> _Page extract_
Yeah well, I thought about doing that as well, however this would restrict me to Updates based on the interval - and there are some Entities which are able to spawn other Entities at a given time t1. If that time t1 lies between two updates - and furthermore if the newly spawned Entity has its attributes changed just after spawning and still before the next update, I won't be able to figure out *when* exactly the attribute has changed.
This is actually one of the main problems I was facing.

Quote:
Original post by Captain P
[...]
Sounds like you're over-engineering your program. I think you're splitting responsibilities up too much. For example, a location is a property of an entity, and I believe it's too low-level, too fundamental, to make it an actual entity of itself. Entity systems are usefull, but up to a certain point. You need to keep things practical. At some point, you need to stop forming abstractions and make something concrete - because that's what you're trying to accomplish in the end, something concrete. Abstraction is only a tool to reach that goal.
[...]

Well, the Location was basically just an example.

> _Exercise set_
1: Answer these about the forum post:
(a) What can some Entities do at a given time t1?
(b) In the quoted reply, what is a location said to be a property of?
(c) What does the quoted reply call abstraction?
2: Print everything in the forum post from "This is actually" down to "reach that goal.".
3: Carry on the forum post about entity systems, picking up after its final sentence.
The lines after this point are separate material, unrelated to the forum post.

> _Supplied data_
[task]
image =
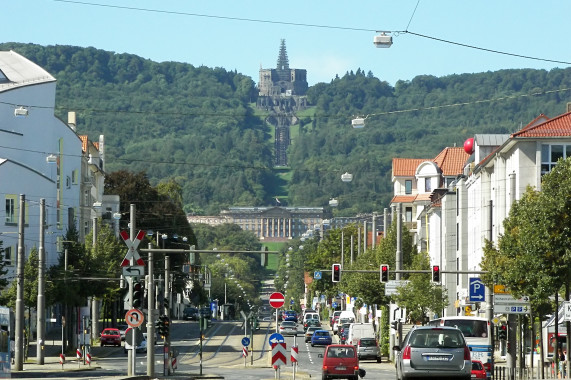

> _Responses by task_
1:
(a) They can spawn other Entities.
(b) An entity.
(c) Only a tool to reach the goal of making something concrete.

2:
This is actually one of the main problems I was facing.

Quote:
Original post by Captain P
[...]
Sounds like you're over-engineering your program. I think you're splitting responsibilities up too much. For example, a location is a property of an entity, and I believe it's too low-level, too fundamental, to make it an actual entity of itself. Entity systems are usefull, but up to a certain point. You need to keep things practical. At some point, you need to stop forming abstractions and make something concrete - because that's what you're trying to accomplish in the end, something concrete. Abstraction is only a tool to reach that goal.

3:
The system in fact works somewhat different. Basically an Entity can have an arbitrary number of types - one of them a Location Type. It is somewhat like a parent class which defines the Entities properties and methods. This way I can easily reuse code for future Entities which are supposed to have the same behavior. Unless I actually assign values to, say, the x and y coordinates of the Location Type within an Entity, the default values of those properties from the Location Type are being used. So it's not like its a new Location Entity, but rather an Entity with the properties of a Location.
Puh... too much Entity...

Quote:
Original post by Captain P
[...]
Anyway, it sounds like you'll want many of these entities to be event-driven. A particle emitter shouldn't do anything untill a trigger entity tells it to start spawning particles, for example. I've done something similar in the past by using a modified version of the observer design pattern for my entities, so entities could pass messages to other entities and I then only needed to update entities that required it. I haven't investigated the case much further though, but I'm sure there are others here who have more experience with this particular subject.

Well, I thought about using an approach like this as well, however using this method, I still need to check when exactly an event happened - and in order to check for that, I'd need to implement a contiguous update routine :x
At least with the system as it is now, all possible events come from values which are changing *all the time*, so basically at any possible time t there *could* be a new value v(t).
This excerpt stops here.